• OBJECTIVE 1: Translate this sentence from the Title IV negotiations text into Spanish: "Negotiators successfully navigated 19 issues."
• OBJECTIVE 2: Update the Title IV negotiations text by rewriting everything from "The Department will" down to "following July 1.", with "November 1" changed to "October 1".
• OBJECTIVE 3: According to the Title IV negotiations text, how long is the comment period that follows the Notice of Proposed Rulemaking?

## Start PAGE

The final round of negotiations on Title IV general provisions finished in consensus. Negotiators successfully navigated 19 issues. Not all of the agreed-upon language has been provided by the Department and it is unclear if a final version will be released from the Department prior to the Notice of Proposed Rulemaking that is expected to come out within the next few months.

Following the Notice of Proposed Rulemaking will be a comment period of at least 30 days to allow the financial aid community at-large and the general public to suggest any further changes. Negotiation rules prohibit any negotiators from commenting negatively on the package after consensus.

The Department will then publish a Notice of Final Rules, which will also include a preamble discussing any further changes made by the Department in response to public comment. The Notice of Final Rules will also contain an implementation date for the regulations and must be published by November 1, in order to be implemented the following July 1.

This article builds on what had been agreed on during round two of negotiations, and focuses on the changes that were made in round three. A summary of the second round of negotiations on General Provisions is available in these two articles:

This is the second of two articles that analyze these latest draft proposed regulations. The first article was published last week.

## End PAGE
## Start RAW DATA

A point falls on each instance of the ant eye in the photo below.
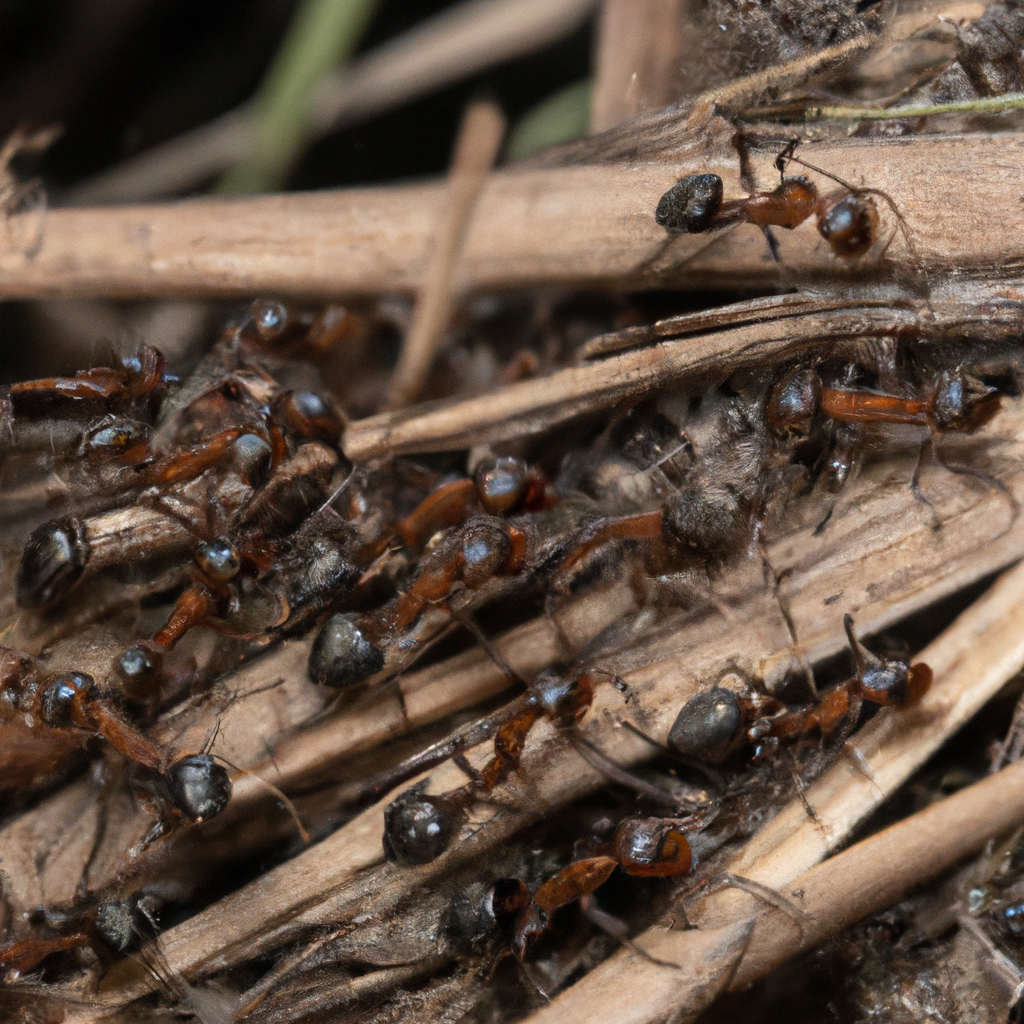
(501, 483)
(341, 655)
(417, 828)
(200, 787)
(252, 458)
(53, 559)
(485, 549)
(218, 559)
(138, 668)
(269, 318)
(850, 226)
(708, 726)
(793, 403)
(690, 205)
(60, 695)
(309, 415)
(109, 440)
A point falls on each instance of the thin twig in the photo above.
(475, 152)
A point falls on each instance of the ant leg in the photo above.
(643, 526)
(445, 507)
(615, 773)
(927, 449)
(791, 626)
(992, 481)
(766, 895)
(466, 620)
(617, 929)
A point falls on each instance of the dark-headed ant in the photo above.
(713, 725)
(111, 929)
(644, 847)
(848, 222)
(193, 787)
(499, 485)
(418, 826)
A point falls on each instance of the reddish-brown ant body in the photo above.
(193, 787)
(848, 222)
(713, 725)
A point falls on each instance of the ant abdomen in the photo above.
(418, 828)
(61, 700)
(341, 655)
(51, 563)
(691, 204)
(709, 726)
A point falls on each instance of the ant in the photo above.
(111, 928)
(643, 847)
(849, 223)
(484, 557)
(193, 787)
(500, 484)
(713, 725)
(954, 400)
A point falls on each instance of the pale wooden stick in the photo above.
(880, 555)
(868, 877)
(972, 659)
(577, 224)
(764, 330)
(475, 152)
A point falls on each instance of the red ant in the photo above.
(955, 400)
(500, 484)
(644, 847)
(193, 787)
(111, 928)
(849, 223)
(713, 725)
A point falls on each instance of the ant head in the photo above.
(341, 655)
(652, 847)
(114, 438)
(564, 698)
(486, 549)
(418, 828)
(308, 415)
(199, 786)
(708, 727)
(691, 204)
(61, 695)
(53, 559)
(501, 483)
(963, 401)
(139, 668)
(850, 225)
(793, 403)
(252, 458)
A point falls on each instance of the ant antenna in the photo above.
(341, 486)
(289, 806)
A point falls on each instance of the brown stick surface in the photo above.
(879, 574)
(574, 224)
(763, 331)
(972, 659)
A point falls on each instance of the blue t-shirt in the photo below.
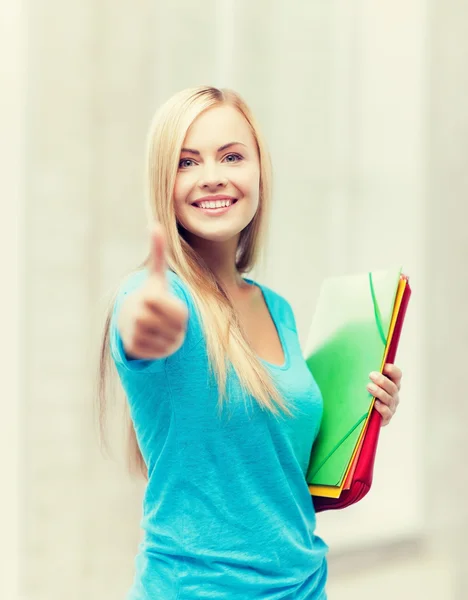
(227, 513)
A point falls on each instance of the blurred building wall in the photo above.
(95, 75)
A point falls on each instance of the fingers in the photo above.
(386, 413)
(383, 382)
(394, 373)
(157, 263)
(160, 321)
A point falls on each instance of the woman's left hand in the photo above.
(385, 388)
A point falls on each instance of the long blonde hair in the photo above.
(225, 341)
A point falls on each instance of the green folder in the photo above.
(346, 342)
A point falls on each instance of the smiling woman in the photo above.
(223, 408)
(218, 176)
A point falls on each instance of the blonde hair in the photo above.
(225, 341)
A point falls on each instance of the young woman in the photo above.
(223, 408)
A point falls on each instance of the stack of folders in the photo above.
(356, 329)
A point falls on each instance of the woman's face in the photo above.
(216, 192)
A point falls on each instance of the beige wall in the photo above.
(372, 156)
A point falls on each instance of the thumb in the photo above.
(157, 263)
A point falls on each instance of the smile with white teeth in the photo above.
(214, 203)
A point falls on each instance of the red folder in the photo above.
(364, 469)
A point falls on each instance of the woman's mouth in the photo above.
(215, 207)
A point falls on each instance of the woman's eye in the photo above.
(184, 163)
(233, 158)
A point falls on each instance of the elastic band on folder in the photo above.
(378, 316)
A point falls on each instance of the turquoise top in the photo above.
(227, 513)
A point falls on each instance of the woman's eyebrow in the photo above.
(225, 147)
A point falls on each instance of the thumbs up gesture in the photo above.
(152, 321)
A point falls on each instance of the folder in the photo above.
(355, 330)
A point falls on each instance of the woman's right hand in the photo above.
(152, 321)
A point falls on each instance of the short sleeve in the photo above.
(131, 284)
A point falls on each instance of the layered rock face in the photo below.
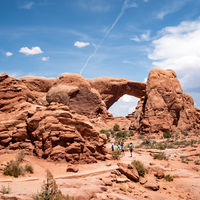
(53, 132)
(74, 91)
(58, 119)
(165, 107)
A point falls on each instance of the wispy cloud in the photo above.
(9, 54)
(127, 62)
(33, 51)
(94, 6)
(171, 8)
(124, 7)
(27, 5)
(178, 48)
(45, 58)
(143, 37)
(81, 44)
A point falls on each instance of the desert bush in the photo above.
(140, 167)
(169, 178)
(146, 141)
(167, 134)
(116, 127)
(160, 156)
(197, 162)
(28, 168)
(185, 133)
(20, 156)
(141, 137)
(121, 134)
(183, 161)
(112, 132)
(50, 191)
(6, 190)
(13, 169)
(116, 154)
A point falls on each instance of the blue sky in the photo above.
(115, 38)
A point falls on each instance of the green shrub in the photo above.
(183, 161)
(140, 167)
(102, 131)
(50, 191)
(197, 162)
(13, 169)
(20, 156)
(131, 133)
(185, 133)
(167, 134)
(116, 154)
(160, 156)
(169, 178)
(28, 168)
(146, 142)
(121, 134)
(141, 137)
(161, 146)
(6, 190)
(116, 127)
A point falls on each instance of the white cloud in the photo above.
(136, 39)
(178, 48)
(27, 5)
(94, 6)
(134, 5)
(81, 44)
(9, 54)
(146, 37)
(171, 8)
(45, 58)
(127, 62)
(33, 51)
(143, 37)
(128, 99)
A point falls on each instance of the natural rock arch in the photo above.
(112, 89)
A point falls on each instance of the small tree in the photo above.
(50, 190)
(140, 167)
(116, 127)
(167, 134)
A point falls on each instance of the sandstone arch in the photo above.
(111, 89)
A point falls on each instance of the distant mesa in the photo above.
(60, 118)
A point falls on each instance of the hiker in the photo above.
(131, 148)
(122, 150)
(113, 147)
(119, 147)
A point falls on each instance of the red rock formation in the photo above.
(39, 86)
(74, 91)
(13, 92)
(165, 107)
(111, 89)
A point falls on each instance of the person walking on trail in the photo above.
(122, 150)
(119, 147)
(113, 147)
(131, 148)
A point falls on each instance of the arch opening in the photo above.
(124, 106)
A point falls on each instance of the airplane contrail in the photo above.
(119, 16)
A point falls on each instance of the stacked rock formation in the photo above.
(58, 119)
(52, 132)
(165, 107)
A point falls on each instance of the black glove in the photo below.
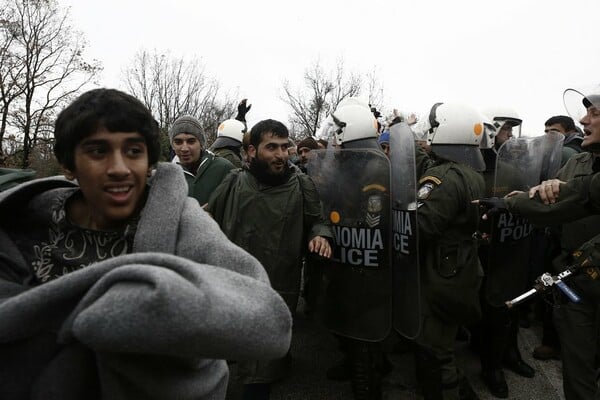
(493, 206)
(242, 110)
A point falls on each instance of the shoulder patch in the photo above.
(424, 190)
(431, 178)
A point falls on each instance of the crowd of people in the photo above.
(133, 278)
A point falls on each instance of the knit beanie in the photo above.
(384, 137)
(308, 142)
(187, 124)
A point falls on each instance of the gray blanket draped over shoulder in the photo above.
(155, 324)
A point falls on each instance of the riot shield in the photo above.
(355, 297)
(506, 258)
(405, 259)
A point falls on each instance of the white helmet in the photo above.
(500, 116)
(351, 120)
(577, 101)
(230, 133)
(455, 132)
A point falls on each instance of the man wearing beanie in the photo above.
(384, 141)
(304, 147)
(273, 212)
(203, 170)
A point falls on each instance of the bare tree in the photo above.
(10, 71)
(50, 66)
(171, 87)
(374, 88)
(322, 92)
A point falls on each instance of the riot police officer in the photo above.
(504, 257)
(353, 179)
(450, 269)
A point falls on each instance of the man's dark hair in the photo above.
(565, 121)
(265, 126)
(103, 108)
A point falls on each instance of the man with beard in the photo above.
(203, 170)
(274, 213)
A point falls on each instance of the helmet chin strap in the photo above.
(593, 147)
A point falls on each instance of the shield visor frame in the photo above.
(464, 154)
(578, 102)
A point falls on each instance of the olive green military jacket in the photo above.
(273, 223)
(578, 198)
(574, 234)
(229, 155)
(447, 219)
(211, 172)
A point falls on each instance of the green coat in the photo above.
(451, 271)
(273, 223)
(211, 172)
(229, 155)
(575, 233)
(578, 198)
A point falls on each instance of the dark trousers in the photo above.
(578, 333)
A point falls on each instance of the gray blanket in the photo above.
(148, 325)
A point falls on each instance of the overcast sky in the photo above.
(517, 53)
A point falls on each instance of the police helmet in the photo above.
(455, 132)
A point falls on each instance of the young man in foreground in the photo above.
(114, 284)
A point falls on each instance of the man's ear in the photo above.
(68, 173)
(251, 151)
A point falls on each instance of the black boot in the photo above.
(429, 374)
(366, 379)
(514, 362)
(465, 391)
(340, 371)
(496, 383)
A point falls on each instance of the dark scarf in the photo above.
(260, 170)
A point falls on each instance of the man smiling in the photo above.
(203, 170)
(104, 291)
(274, 213)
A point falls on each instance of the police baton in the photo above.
(546, 281)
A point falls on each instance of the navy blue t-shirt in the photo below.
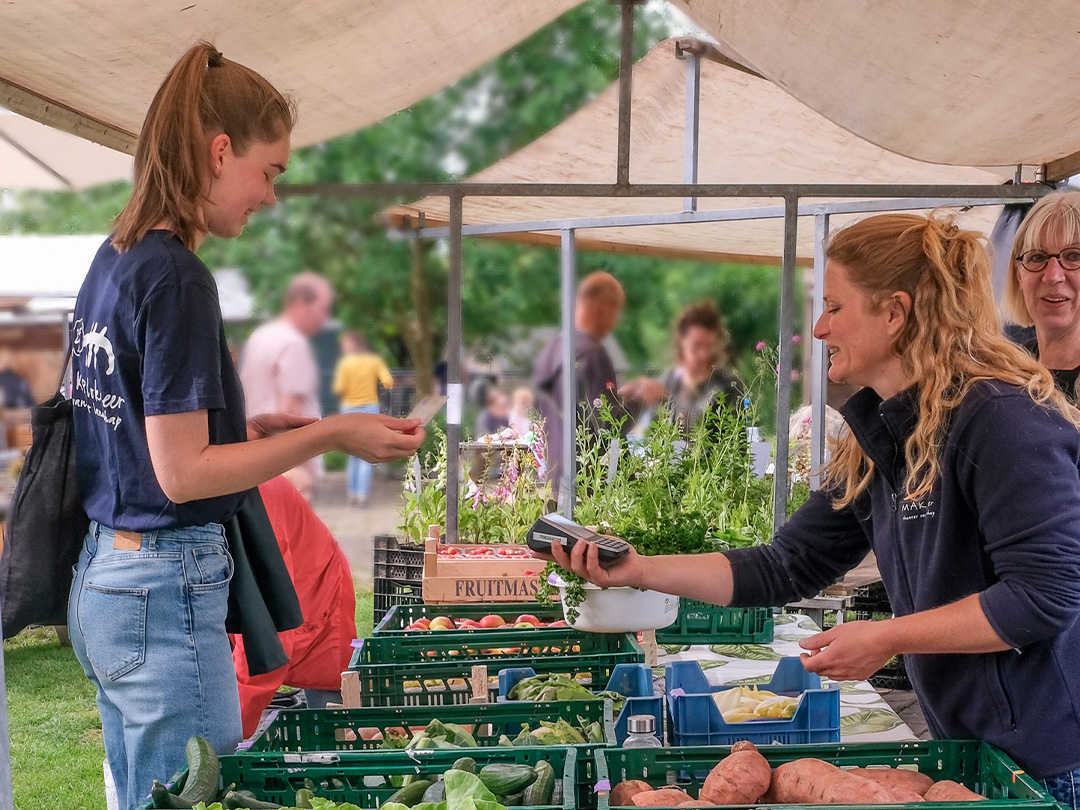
(148, 340)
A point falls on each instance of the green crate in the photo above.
(401, 616)
(974, 764)
(700, 622)
(343, 729)
(363, 778)
(427, 671)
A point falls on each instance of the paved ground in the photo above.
(355, 526)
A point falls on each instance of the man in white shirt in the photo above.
(278, 367)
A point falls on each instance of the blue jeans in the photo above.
(1065, 787)
(359, 472)
(148, 628)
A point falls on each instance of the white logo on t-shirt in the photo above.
(93, 341)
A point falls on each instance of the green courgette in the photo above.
(464, 764)
(505, 780)
(246, 800)
(204, 772)
(540, 792)
(162, 798)
(412, 794)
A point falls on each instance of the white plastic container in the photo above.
(621, 609)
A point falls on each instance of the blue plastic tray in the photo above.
(634, 680)
(694, 719)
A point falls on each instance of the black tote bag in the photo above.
(45, 524)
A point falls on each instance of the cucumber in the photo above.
(540, 792)
(464, 764)
(412, 793)
(204, 772)
(162, 798)
(246, 800)
(436, 793)
(505, 780)
(516, 800)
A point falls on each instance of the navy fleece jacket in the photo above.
(1002, 522)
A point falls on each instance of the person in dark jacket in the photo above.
(961, 471)
(1042, 292)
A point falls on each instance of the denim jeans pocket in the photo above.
(112, 621)
(213, 568)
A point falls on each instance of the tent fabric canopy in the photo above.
(37, 157)
(751, 132)
(979, 82)
(91, 68)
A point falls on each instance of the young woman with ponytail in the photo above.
(959, 470)
(164, 455)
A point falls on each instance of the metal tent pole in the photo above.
(567, 472)
(625, 73)
(692, 125)
(454, 388)
(819, 381)
(787, 305)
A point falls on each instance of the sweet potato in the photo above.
(622, 794)
(741, 778)
(663, 797)
(949, 791)
(815, 782)
(896, 779)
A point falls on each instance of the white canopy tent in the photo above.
(750, 132)
(37, 157)
(979, 82)
(91, 68)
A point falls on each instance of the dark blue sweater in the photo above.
(1002, 522)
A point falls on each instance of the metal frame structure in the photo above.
(860, 198)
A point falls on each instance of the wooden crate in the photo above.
(450, 581)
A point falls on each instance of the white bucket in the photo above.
(621, 609)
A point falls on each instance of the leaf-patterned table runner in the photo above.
(864, 715)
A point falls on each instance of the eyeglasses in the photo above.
(1036, 260)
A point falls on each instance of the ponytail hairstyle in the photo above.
(203, 95)
(950, 340)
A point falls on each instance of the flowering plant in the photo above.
(488, 512)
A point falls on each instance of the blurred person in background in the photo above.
(521, 412)
(278, 366)
(1043, 288)
(495, 417)
(356, 381)
(599, 302)
(319, 650)
(700, 380)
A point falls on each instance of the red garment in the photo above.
(319, 650)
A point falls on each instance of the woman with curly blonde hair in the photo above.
(959, 470)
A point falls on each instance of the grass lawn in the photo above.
(56, 748)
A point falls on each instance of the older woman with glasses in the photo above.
(1043, 287)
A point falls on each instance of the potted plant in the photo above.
(669, 493)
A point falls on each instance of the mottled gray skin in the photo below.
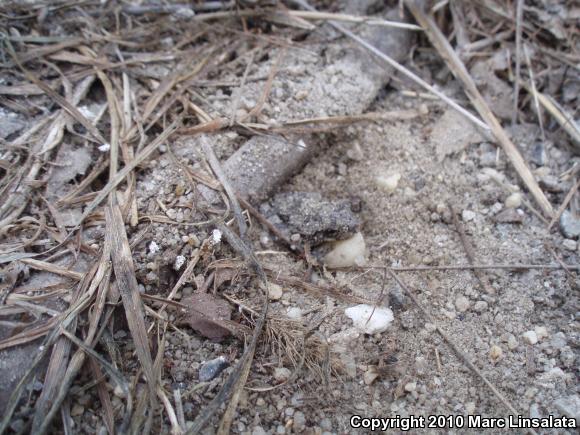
(316, 219)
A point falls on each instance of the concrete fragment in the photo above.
(570, 225)
(347, 253)
(368, 319)
(452, 134)
(311, 216)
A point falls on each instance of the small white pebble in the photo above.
(462, 304)
(154, 248)
(294, 313)
(541, 332)
(480, 306)
(569, 244)
(216, 236)
(179, 261)
(514, 200)
(530, 337)
(495, 352)
(467, 215)
(274, 292)
(282, 374)
(388, 183)
(347, 253)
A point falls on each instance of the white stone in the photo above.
(530, 337)
(154, 248)
(480, 306)
(462, 304)
(179, 261)
(470, 408)
(388, 182)
(514, 200)
(541, 332)
(347, 253)
(216, 236)
(370, 375)
(294, 313)
(467, 215)
(361, 317)
(282, 374)
(569, 244)
(274, 291)
(495, 352)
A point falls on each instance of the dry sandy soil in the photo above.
(518, 326)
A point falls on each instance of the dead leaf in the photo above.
(207, 315)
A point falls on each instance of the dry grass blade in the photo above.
(60, 356)
(127, 284)
(458, 68)
(470, 253)
(42, 265)
(237, 379)
(71, 109)
(400, 68)
(120, 176)
(564, 119)
(221, 176)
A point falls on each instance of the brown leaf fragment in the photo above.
(207, 315)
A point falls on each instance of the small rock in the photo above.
(470, 408)
(467, 215)
(355, 152)
(514, 200)
(530, 337)
(347, 253)
(210, 369)
(370, 375)
(569, 244)
(326, 424)
(388, 182)
(570, 225)
(274, 292)
(294, 313)
(282, 374)
(17, 425)
(558, 340)
(153, 248)
(361, 317)
(535, 410)
(512, 342)
(258, 430)
(541, 332)
(508, 216)
(462, 304)
(538, 154)
(77, 410)
(495, 353)
(569, 406)
(397, 299)
(480, 306)
(299, 423)
(430, 327)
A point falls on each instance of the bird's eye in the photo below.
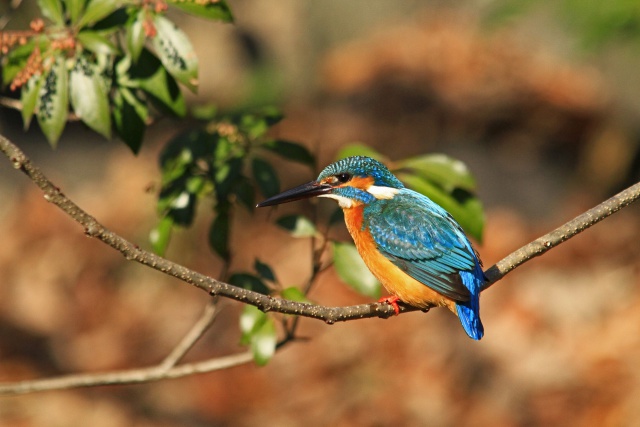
(343, 177)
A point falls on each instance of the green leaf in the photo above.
(353, 271)
(160, 236)
(115, 21)
(218, 10)
(149, 75)
(264, 270)
(266, 177)
(97, 10)
(53, 101)
(204, 112)
(444, 171)
(226, 175)
(259, 332)
(251, 319)
(52, 9)
(97, 42)
(176, 52)
(291, 151)
(462, 205)
(219, 235)
(89, 97)
(360, 150)
(294, 294)
(264, 341)
(256, 124)
(29, 98)
(135, 35)
(129, 115)
(74, 9)
(15, 61)
(250, 282)
(297, 225)
(245, 193)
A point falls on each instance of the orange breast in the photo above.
(396, 281)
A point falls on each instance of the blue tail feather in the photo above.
(469, 311)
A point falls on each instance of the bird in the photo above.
(413, 246)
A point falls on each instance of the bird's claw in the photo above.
(393, 301)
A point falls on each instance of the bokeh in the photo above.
(541, 104)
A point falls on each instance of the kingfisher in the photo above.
(413, 246)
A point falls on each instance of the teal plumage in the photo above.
(423, 240)
(406, 239)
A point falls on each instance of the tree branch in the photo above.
(562, 234)
(131, 376)
(330, 315)
(197, 330)
(167, 368)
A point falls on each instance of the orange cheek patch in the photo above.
(361, 182)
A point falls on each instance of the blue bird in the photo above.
(412, 245)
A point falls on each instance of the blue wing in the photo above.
(422, 239)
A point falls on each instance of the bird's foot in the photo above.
(393, 301)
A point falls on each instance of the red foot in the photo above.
(393, 301)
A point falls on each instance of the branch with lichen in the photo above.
(214, 287)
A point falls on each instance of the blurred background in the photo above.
(540, 101)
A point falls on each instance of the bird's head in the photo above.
(352, 181)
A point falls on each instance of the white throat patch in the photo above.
(344, 202)
(380, 192)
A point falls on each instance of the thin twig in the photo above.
(268, 303)
(167, 368)
(131, 376)
(195, 333)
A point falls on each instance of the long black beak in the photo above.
(304, 191)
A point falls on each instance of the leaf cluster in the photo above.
(226, 162)
(111, 64)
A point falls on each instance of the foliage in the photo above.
(110, 63)
(595, 23)
(224, 161)
(116, 64)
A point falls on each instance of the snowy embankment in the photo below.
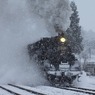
(20, 26)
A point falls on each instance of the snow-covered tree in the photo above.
(53, 12)
(74, 31)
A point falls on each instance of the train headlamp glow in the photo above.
(62, 40)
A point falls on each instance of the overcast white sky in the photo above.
(86, 10)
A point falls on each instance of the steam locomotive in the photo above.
(55, 57)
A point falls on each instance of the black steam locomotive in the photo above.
(52, 53)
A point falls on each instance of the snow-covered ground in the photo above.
(20, 26)
(86, 81)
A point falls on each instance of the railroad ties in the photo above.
(18, 90)
(23, 90)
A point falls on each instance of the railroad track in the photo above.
(19, 90)
(10, 91)
(32, 92)
(28, 90)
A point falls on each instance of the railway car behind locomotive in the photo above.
(57, 53)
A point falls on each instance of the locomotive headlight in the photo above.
(62, 39)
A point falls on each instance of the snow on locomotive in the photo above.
(55, 56)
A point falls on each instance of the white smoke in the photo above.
(18, 28)
(53, 12)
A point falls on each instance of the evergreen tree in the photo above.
(74, 31)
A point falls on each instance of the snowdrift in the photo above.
(18, 28)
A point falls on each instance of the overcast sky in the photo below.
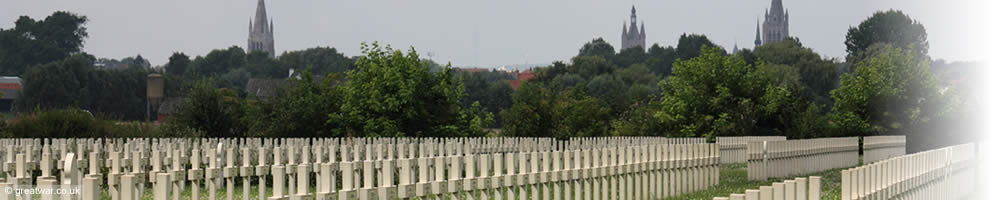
(483, 33)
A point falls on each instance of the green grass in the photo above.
(733, 179)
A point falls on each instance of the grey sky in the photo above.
(483, 33)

## End RAW DATA

• RESULT 1: Los negociadores abordaron con éxito 19 cuestiones.

• RESULT 2:
The Department will then publish a Notice of Final Rules, which will also include a preamble discussing any further changes made by the Department in response to public comment. The Notice of Final Rules will also contain an implementation date for the regulations and must be published by October 1, in order to be implemented the following July 1.

• RESULT 3: At least 30 days.